Data entries:
· · ·

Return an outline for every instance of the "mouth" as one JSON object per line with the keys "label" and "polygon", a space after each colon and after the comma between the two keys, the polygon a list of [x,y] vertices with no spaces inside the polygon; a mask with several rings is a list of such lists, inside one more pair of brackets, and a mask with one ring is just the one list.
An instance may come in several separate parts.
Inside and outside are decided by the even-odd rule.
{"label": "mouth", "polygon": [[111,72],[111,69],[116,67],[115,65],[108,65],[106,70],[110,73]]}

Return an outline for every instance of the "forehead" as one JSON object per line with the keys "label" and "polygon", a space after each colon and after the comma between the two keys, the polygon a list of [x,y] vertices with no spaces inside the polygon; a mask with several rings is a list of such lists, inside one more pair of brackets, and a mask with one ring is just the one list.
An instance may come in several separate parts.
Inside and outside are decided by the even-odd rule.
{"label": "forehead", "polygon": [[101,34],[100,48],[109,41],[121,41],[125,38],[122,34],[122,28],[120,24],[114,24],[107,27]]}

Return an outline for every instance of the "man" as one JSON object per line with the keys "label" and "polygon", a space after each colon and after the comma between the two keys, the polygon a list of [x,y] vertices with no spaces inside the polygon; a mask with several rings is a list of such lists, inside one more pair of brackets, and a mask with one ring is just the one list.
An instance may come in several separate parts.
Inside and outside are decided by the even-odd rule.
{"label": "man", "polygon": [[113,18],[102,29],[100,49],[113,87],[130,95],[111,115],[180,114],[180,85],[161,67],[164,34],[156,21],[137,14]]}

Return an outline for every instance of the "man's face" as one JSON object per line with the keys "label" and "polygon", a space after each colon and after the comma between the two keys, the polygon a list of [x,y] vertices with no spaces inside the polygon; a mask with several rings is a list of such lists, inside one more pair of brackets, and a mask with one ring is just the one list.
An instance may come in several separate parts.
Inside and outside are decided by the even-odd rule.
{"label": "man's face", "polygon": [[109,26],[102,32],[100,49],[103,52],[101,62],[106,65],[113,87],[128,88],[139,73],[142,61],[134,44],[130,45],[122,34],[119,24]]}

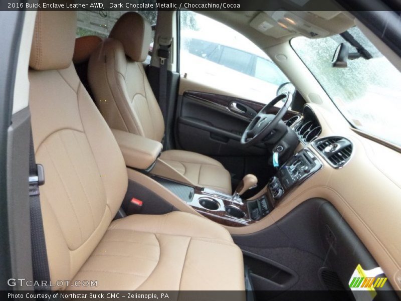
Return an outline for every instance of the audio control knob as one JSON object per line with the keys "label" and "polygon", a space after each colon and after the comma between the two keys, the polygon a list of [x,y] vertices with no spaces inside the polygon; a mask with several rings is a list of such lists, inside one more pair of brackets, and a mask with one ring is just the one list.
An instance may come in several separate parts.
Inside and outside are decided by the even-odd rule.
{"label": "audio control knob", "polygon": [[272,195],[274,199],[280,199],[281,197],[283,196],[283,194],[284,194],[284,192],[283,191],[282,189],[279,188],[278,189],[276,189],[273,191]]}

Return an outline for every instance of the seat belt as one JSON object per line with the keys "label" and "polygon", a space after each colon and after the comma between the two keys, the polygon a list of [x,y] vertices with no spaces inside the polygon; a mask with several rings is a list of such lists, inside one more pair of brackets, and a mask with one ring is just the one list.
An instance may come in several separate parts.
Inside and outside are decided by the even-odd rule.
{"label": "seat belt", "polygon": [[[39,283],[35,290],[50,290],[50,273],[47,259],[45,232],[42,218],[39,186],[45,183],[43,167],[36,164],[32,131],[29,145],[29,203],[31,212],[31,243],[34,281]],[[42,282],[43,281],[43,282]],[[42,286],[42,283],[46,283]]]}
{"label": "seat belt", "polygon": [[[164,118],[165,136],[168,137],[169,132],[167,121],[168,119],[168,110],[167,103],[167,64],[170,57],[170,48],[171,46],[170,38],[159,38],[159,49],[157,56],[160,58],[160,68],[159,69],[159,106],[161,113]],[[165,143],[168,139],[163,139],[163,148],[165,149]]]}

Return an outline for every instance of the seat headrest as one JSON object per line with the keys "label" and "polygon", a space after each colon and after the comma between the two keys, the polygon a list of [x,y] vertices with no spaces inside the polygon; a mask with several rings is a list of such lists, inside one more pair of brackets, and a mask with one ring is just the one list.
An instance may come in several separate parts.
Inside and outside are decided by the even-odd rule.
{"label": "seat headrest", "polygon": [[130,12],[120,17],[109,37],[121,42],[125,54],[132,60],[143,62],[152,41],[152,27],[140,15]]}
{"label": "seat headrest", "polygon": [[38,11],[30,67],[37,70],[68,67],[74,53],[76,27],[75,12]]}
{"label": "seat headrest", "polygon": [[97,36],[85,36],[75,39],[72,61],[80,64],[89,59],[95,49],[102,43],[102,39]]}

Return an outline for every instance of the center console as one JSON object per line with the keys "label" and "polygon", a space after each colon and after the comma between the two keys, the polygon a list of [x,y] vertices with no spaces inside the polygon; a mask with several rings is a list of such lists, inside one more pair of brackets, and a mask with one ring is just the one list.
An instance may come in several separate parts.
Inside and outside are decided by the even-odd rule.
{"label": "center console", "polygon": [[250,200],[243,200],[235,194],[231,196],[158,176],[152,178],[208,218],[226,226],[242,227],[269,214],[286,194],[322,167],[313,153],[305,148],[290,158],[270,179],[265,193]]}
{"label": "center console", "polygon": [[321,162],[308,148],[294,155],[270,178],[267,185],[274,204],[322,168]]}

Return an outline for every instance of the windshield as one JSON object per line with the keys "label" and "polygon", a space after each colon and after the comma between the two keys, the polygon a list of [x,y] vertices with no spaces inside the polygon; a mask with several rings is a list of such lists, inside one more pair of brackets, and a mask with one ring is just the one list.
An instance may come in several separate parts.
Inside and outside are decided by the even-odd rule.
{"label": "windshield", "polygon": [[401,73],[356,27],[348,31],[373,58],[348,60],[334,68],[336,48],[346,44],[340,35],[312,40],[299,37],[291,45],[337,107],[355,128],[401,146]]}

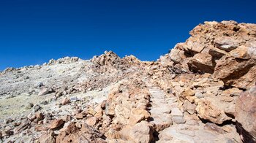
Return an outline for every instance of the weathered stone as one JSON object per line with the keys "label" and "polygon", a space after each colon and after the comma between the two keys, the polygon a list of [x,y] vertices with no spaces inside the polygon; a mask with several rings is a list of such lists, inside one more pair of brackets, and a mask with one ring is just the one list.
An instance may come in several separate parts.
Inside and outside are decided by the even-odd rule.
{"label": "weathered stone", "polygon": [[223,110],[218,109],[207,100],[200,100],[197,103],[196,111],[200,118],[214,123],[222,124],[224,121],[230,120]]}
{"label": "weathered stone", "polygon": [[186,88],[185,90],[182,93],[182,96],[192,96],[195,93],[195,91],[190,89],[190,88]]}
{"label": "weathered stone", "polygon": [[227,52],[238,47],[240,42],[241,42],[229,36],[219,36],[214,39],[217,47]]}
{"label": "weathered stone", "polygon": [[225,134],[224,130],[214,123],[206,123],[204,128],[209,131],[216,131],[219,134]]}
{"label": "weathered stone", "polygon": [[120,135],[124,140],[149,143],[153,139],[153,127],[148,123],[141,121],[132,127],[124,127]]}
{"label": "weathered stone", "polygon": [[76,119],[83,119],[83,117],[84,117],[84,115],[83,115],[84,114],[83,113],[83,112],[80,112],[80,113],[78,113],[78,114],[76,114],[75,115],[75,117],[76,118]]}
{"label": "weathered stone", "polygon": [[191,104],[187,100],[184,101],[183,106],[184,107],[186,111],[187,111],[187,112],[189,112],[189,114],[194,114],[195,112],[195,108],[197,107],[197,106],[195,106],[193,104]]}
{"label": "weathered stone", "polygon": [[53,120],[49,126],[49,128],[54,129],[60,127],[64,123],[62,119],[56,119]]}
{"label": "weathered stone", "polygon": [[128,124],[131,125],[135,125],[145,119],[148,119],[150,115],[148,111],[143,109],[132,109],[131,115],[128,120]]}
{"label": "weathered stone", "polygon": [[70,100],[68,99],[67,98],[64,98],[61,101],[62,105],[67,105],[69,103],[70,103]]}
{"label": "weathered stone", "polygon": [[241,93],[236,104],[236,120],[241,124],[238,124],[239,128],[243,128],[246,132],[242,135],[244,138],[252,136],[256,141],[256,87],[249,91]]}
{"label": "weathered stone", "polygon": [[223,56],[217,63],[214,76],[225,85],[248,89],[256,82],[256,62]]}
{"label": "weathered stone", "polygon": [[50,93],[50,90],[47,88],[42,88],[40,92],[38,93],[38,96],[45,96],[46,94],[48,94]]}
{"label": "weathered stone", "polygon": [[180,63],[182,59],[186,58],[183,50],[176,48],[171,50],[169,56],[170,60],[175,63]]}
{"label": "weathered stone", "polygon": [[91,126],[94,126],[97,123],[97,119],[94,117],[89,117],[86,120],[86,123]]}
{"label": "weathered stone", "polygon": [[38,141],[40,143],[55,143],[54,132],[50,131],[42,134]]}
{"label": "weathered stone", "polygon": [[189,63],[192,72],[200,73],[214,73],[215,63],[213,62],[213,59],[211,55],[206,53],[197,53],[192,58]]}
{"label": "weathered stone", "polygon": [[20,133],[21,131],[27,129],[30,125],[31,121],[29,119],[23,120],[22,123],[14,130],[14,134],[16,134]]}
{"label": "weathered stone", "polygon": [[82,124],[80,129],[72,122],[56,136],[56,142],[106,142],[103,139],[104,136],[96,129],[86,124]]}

· · ·

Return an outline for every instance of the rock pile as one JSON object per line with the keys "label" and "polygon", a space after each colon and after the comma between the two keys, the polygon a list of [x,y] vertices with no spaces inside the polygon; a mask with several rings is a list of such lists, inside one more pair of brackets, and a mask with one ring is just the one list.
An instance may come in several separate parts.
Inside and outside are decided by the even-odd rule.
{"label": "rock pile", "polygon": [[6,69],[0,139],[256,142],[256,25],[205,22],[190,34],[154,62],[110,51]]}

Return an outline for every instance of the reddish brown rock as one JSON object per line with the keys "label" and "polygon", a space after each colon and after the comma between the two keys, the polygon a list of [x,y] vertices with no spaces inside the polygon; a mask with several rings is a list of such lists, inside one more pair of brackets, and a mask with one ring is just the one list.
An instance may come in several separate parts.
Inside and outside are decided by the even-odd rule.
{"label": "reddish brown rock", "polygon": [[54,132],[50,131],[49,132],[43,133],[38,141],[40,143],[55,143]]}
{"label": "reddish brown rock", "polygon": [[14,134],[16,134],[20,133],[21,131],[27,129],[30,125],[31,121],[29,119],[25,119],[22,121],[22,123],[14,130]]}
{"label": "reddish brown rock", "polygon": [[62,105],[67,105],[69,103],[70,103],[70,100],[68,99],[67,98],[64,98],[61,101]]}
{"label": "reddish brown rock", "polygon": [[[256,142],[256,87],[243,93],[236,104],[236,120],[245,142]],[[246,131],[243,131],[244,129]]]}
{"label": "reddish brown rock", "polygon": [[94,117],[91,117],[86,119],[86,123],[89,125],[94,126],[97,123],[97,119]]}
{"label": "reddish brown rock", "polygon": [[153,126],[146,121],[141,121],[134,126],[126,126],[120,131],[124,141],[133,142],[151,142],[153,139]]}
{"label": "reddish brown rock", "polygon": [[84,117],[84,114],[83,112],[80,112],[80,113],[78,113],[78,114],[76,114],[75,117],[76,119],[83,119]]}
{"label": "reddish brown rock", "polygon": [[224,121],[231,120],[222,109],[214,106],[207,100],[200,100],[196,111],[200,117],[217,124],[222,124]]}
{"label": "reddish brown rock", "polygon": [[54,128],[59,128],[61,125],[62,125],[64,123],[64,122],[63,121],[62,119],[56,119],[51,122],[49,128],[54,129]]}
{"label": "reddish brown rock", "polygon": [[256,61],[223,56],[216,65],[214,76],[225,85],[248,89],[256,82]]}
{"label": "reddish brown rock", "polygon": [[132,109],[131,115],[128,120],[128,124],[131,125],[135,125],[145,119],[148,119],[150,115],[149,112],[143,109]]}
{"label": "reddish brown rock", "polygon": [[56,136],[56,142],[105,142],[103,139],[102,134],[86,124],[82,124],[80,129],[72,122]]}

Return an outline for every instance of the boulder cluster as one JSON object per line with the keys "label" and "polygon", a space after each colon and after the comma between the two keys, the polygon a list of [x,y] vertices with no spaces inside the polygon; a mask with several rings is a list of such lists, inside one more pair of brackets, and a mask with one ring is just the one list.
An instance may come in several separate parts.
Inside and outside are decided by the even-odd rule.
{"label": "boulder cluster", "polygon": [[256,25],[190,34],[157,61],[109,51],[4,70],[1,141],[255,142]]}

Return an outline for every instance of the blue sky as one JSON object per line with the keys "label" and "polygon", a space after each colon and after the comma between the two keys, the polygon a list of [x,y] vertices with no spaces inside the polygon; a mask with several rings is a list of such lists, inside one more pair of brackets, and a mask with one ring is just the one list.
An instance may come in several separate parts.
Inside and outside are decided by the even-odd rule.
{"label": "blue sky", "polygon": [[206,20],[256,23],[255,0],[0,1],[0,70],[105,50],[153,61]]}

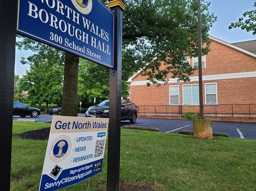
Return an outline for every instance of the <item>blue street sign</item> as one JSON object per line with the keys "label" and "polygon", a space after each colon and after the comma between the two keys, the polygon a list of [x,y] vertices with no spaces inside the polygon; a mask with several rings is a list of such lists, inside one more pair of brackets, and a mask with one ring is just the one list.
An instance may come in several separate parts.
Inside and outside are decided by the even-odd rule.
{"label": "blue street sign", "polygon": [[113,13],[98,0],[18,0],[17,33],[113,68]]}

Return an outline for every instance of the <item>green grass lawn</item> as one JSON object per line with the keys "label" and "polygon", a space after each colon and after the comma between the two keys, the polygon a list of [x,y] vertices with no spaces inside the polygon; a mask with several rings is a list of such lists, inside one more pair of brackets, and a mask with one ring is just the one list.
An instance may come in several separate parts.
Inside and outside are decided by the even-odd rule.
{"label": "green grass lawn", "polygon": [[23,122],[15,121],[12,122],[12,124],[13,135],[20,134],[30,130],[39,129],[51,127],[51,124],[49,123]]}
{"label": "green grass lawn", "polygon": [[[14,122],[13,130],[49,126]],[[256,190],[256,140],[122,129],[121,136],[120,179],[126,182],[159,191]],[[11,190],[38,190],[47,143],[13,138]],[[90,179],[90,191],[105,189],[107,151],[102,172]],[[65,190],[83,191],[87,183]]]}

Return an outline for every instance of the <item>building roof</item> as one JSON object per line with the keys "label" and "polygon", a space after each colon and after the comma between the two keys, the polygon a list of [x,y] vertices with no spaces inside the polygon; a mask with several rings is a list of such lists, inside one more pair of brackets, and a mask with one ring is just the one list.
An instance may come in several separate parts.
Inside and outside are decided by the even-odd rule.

· · ·

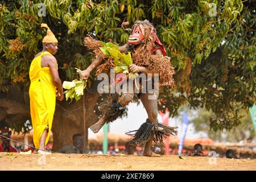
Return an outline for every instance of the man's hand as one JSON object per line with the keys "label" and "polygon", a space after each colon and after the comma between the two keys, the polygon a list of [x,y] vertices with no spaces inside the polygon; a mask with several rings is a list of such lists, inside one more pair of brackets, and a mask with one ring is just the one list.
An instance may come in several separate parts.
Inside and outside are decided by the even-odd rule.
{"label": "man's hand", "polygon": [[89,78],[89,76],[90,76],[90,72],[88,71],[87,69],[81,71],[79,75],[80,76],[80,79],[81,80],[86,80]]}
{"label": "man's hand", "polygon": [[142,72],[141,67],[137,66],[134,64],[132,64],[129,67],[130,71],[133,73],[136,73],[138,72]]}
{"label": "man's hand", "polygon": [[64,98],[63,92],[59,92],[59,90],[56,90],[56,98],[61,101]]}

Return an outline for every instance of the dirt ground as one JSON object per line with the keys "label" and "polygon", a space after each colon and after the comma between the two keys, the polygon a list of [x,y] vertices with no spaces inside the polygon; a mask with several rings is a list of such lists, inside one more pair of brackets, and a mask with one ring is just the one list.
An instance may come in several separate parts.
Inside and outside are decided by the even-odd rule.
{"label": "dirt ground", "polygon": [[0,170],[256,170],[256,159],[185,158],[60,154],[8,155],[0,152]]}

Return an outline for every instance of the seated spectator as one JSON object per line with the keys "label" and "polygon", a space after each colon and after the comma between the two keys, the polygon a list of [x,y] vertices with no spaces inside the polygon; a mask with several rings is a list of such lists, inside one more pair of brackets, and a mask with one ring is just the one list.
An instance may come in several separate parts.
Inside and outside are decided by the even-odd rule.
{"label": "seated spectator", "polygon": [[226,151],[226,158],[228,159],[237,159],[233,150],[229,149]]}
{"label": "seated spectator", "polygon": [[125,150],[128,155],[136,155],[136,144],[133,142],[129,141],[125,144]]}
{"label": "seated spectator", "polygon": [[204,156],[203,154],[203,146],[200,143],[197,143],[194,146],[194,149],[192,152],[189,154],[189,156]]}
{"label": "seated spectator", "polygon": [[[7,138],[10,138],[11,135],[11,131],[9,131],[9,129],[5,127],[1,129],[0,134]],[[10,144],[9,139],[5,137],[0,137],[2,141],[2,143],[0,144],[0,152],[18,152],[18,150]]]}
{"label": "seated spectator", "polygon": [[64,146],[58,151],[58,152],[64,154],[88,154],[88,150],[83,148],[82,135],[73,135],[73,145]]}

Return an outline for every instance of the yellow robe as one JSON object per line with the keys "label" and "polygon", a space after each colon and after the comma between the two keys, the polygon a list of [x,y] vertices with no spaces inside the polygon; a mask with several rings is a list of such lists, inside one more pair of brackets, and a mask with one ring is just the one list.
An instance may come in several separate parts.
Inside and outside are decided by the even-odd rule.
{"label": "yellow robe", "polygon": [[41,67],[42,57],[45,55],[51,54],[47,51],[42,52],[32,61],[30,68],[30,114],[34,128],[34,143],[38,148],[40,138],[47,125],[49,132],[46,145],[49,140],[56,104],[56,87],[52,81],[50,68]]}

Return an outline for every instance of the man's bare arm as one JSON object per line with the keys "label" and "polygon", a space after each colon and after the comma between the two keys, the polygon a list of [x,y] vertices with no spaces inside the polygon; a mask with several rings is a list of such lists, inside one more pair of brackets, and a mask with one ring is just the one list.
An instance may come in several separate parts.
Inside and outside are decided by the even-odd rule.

· · ·

### Task prompt
Find every line in the records above that contains the string "seated", paying attention to case, and copy each of those lines.

### Result for this exercise
Return an outline for every instance of the seated spectator as one JSON object per line with the keys "label" and "polygon", a space after each colon and after the comma between the two keys, the polygon a list of [x,y] vertices with no spaces inside the polygon; a mask with several rings is a list of such lists, inside one more pair of brackets, and a mask with one ring is just the one list.
{"label": "seated spectator", "polygon": [[226,151],[226,158],[228,159],[237,159],[233,150],[229,149]]}
{"label": "seated spectator", "polygon": [[125,150],[128,155],[136,155],[136,144],[133,142],[129,141],[125,144]]}
{"label": "seated spectator", "polygon": [[204,156],[203,154],[203,146],[200,143],[197,143],[194,146],[194,149],[192,152],[189,154],[189,156]]}
{"label": "seated spectator", "polygon": [[[7,138],[10,138],[11,135],[11,131],[9,131],[9,129],[5,127],[1,129],[0,134]],[[10,144],[9,139],[5,137],[0,137],[2,141],[2,143],[0,144],[0,152],[18,152],[18,150]]]}
{"label": "seated spectator", "polygon": [[64,146],[58,151],[58,152],[64,154],[88,154],[88,150],[83,148],[82,135],[73,135],[73,145]]}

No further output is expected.